ECC(EllipseCurve Cryptography)全称椭圆曲线加密。是一种基于椭圆曲线数学的公钥密码。与传统的基于大质数因子分解困难性的加密方法不同,ECC 依赖于解决椭圆曲线离散对数问题的困难性。它的优势主要在于相对于其它方法,它可以在使用较短密钥长度的同时保持相同的密码强度。目前椭圆曲线主要采用的有限域有

  1. $GF(p)$,以素数为模的整数域
  2. $GF(2^m)$,特征为2的伽罗华域

什么是椭圆曲线

首先了解有限域上的椭圆曲线

有限域上的椭圆曲线是指在椭圆曲线的定义式
$$
y^2 + axy + by = x^3 +cx^2 +dx + e
$$
中所有的系数都是在某个有限域$GF(p)$中的元素,其中p是一个大素数。

● **条目**:
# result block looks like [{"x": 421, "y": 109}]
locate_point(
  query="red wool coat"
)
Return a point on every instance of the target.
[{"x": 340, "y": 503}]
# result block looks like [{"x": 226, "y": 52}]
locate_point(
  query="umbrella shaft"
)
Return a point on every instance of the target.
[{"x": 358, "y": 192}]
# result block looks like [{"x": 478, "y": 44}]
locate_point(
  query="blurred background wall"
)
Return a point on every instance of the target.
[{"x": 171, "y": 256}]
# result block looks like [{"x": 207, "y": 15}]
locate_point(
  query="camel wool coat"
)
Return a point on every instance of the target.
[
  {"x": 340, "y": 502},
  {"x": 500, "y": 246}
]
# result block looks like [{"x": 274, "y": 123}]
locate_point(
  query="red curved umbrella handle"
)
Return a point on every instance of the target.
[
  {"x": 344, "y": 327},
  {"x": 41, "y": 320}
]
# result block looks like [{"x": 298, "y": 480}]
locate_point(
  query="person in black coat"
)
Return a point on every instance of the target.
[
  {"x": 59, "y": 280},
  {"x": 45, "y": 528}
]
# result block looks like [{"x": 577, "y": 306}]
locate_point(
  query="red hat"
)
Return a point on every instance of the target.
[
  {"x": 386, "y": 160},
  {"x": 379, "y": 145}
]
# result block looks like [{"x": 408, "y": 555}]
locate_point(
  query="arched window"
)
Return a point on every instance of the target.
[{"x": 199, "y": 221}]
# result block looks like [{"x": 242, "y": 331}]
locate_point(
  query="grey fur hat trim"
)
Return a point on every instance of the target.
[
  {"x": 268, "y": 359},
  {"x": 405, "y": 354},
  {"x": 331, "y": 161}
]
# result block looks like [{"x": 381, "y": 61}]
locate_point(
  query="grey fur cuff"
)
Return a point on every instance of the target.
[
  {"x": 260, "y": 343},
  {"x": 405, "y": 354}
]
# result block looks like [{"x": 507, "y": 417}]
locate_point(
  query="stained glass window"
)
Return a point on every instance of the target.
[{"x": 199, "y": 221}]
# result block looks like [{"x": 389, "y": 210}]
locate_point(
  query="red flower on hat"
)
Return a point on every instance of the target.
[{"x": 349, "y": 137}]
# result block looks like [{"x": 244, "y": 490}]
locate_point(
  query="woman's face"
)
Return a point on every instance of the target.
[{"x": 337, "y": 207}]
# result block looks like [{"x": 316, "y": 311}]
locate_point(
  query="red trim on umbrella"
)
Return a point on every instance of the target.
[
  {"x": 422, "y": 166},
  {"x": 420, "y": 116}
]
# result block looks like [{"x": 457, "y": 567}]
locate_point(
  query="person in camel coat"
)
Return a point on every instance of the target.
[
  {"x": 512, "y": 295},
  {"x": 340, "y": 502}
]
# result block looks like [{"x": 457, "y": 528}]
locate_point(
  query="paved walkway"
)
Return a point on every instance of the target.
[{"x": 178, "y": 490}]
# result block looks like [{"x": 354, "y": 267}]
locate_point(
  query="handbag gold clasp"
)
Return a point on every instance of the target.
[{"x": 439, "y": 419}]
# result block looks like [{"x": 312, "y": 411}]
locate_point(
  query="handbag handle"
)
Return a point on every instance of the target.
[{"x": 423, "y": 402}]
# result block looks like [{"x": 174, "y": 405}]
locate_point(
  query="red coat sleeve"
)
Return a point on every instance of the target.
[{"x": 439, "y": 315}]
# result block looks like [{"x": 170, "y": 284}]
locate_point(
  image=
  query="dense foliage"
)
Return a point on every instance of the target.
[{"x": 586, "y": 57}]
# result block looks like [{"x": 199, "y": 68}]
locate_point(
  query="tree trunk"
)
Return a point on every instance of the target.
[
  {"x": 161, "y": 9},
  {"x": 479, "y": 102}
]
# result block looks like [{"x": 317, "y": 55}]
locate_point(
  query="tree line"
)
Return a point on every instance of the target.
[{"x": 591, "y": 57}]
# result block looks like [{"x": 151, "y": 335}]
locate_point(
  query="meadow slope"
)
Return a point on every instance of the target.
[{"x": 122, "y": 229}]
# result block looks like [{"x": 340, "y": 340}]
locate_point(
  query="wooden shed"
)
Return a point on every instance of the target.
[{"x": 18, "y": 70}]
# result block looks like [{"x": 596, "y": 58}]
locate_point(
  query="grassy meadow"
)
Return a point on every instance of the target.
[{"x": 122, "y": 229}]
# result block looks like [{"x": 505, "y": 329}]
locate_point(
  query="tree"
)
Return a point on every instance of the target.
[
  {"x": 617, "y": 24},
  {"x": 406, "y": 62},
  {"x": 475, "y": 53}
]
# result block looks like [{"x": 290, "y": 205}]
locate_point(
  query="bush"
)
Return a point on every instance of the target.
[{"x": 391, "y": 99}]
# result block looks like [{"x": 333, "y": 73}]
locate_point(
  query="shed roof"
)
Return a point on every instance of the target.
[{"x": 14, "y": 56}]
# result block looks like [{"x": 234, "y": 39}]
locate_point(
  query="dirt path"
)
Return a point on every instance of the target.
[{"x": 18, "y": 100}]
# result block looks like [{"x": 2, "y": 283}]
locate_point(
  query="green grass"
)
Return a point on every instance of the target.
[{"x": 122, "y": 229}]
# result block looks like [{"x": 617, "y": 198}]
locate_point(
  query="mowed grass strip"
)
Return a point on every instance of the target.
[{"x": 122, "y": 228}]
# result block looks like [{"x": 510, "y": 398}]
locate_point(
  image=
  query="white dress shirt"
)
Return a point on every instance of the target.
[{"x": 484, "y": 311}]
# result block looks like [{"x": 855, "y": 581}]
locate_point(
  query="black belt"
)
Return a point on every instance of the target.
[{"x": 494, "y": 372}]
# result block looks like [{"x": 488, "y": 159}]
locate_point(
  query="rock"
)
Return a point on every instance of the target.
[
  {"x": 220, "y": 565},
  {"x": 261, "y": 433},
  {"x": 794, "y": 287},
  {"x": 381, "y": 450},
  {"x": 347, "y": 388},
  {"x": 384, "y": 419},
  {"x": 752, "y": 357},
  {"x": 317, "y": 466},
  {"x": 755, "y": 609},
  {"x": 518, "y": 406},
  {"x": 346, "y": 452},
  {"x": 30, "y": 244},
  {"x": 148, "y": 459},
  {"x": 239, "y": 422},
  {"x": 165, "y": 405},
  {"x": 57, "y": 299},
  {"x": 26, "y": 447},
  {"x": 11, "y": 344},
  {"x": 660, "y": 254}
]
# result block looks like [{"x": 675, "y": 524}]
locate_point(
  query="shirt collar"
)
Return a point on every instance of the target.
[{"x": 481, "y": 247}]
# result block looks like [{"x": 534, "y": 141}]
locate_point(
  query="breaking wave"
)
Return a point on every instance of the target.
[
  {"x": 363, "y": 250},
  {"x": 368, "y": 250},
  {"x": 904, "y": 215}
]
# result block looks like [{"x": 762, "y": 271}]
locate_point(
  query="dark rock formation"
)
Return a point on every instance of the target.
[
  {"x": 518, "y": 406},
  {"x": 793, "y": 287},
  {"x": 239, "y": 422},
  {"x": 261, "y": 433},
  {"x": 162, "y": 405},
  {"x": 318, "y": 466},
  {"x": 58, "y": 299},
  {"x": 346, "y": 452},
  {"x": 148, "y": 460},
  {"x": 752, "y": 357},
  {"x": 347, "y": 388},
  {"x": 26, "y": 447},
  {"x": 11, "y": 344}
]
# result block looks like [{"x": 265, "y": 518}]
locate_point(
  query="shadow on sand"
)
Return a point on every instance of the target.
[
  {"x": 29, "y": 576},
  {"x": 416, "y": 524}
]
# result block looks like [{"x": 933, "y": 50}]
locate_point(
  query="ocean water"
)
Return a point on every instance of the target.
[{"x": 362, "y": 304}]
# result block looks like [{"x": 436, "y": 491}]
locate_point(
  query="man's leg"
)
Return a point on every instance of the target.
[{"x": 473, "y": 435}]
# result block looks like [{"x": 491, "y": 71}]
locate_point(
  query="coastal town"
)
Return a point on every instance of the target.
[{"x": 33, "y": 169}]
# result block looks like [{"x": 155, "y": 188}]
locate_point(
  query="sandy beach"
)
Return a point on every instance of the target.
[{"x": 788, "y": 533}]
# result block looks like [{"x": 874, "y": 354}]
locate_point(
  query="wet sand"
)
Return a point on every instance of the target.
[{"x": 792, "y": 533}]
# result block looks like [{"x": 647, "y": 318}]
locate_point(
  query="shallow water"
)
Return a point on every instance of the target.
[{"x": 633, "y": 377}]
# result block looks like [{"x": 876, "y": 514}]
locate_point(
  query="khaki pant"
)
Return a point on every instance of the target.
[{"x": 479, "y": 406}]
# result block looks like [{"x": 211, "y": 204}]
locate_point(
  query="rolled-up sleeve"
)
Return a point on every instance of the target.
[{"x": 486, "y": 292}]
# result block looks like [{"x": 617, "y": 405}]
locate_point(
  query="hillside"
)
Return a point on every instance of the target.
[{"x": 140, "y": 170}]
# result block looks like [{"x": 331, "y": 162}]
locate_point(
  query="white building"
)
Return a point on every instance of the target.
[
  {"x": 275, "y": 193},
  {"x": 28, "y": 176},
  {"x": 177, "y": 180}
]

● **本题任务**: 逐字抄录椭圆曲线加密短文中从“1. $GF(p)$,以素数为模的整数域”到“中所有的系数都是在某个有限域$GF(p)$中的元素,其中p是一个大素数。”的文字。

● **练习作答**:
1. $GF(p)$,以素数为模的整数域
  2. $GF(2^m)$,特征为2的伽罗华域

什么是椭圆曲线

首先了解有限域上的椭圆曲线

有限域上的椭圆曲线是指在椭圆曲线的定义式
$$
y^2 + axy + by = x^3 +cx^2 +dx + e
$$
中所有的系数都是在某个有限域$GF(p)$中的元素,其中p是一个大素数。